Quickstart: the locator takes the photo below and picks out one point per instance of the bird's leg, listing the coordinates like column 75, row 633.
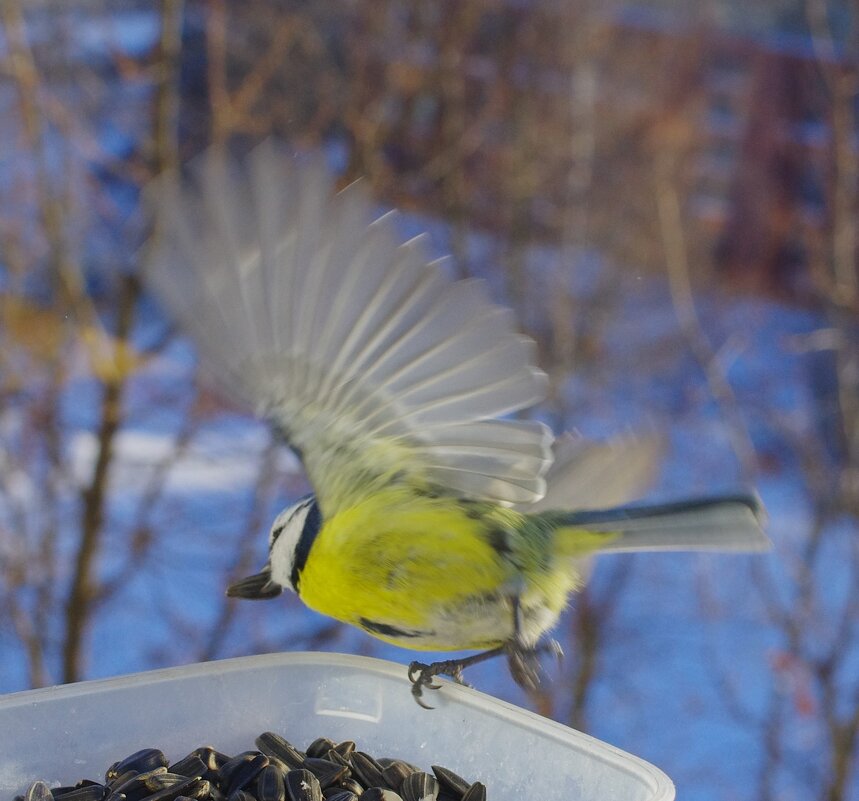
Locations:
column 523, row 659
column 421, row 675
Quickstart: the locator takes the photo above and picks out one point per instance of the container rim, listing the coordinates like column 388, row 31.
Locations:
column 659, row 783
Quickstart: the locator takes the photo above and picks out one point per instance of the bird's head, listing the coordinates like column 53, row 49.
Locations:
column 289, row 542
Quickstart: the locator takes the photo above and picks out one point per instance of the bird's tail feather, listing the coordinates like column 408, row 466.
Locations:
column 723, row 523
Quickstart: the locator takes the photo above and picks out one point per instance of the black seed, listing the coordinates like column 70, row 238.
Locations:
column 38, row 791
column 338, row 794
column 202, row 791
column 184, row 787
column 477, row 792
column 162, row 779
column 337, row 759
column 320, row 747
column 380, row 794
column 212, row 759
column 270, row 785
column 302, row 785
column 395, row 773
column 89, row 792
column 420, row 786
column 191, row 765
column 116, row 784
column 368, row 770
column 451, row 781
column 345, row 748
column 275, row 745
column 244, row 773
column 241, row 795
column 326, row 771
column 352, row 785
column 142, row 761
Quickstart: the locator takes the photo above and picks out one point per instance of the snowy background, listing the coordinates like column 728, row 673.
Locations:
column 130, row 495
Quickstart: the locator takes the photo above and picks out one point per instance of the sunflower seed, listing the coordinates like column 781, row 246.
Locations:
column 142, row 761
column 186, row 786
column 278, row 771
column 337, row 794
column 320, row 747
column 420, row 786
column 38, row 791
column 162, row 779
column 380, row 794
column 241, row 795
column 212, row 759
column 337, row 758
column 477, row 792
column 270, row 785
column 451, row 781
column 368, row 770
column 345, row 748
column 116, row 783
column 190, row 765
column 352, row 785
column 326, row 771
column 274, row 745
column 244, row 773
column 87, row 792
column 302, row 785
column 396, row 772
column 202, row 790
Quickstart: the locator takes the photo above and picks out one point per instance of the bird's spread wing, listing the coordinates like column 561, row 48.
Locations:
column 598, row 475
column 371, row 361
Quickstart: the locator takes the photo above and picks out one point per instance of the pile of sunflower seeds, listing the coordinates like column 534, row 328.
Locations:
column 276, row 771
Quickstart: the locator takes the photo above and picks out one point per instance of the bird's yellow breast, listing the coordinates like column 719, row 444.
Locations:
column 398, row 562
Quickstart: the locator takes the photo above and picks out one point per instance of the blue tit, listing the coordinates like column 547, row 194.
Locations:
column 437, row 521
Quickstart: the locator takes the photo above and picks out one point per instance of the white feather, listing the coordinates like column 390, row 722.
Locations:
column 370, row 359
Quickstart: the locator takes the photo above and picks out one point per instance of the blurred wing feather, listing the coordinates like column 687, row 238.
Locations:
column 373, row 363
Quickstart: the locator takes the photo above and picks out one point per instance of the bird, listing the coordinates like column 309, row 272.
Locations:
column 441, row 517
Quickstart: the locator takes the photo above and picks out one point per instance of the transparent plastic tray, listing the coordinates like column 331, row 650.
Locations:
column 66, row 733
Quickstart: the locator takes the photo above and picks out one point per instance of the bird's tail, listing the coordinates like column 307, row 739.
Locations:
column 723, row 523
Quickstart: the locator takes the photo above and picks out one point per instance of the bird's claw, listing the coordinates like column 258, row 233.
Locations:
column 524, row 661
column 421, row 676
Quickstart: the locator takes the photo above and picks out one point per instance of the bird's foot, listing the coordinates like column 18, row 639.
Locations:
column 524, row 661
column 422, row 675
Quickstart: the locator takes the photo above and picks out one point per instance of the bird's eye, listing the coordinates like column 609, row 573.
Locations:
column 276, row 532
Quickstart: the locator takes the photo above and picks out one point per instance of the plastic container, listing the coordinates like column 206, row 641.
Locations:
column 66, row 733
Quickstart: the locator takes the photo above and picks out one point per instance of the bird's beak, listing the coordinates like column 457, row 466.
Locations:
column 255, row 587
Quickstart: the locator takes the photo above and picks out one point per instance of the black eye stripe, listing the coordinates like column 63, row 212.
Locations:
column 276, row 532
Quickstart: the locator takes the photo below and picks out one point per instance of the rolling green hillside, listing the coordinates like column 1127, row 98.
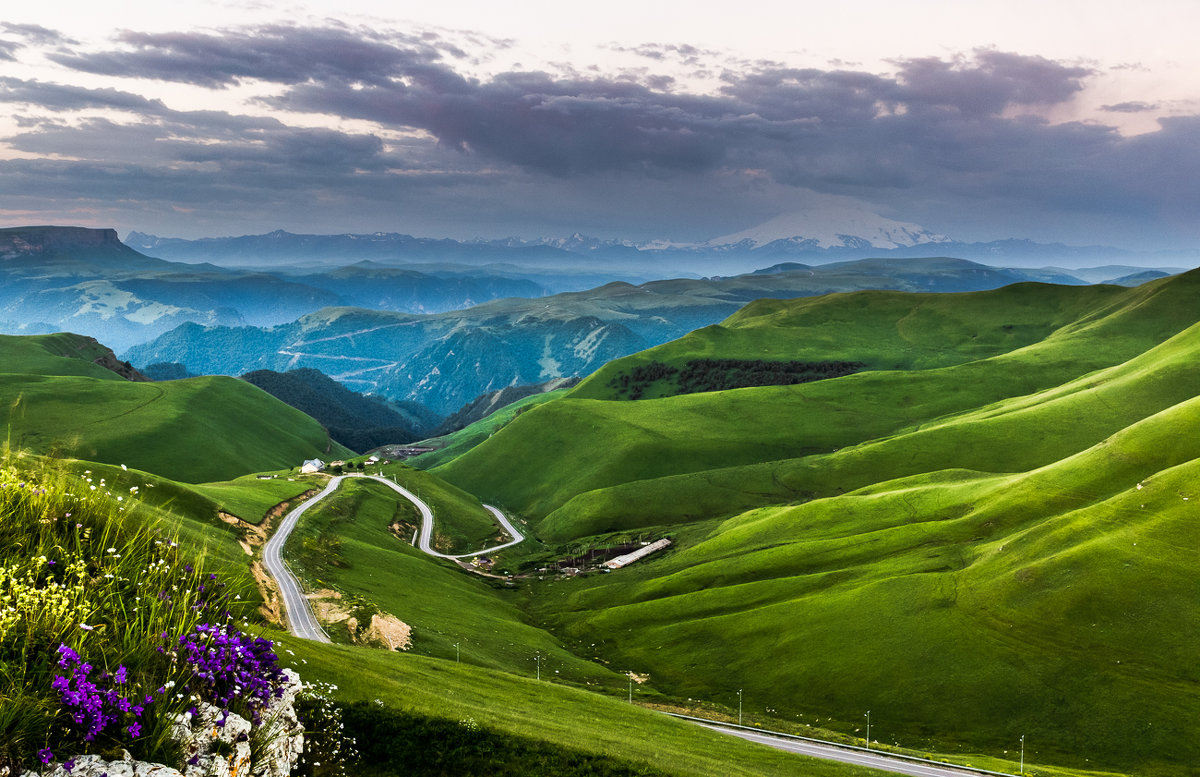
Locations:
######
__The exercise__: Please extract the data word for word from its first line through the line with "column 659, row 783", including both ends, and leave the pictures out of your answer.

__Result for this task__:
Quickstart: the locator takes the photo below and picks out one point per instance of the bird's leg, listing the coordinates like column 75, row 633.
Locations:
column 523, row 659
column 421, row 675
Quickstart: the locator takes the photo above and picks out one point per instance of the container rim, listing the coordinates like column 388, row 31.
Locations:
column 659, row 783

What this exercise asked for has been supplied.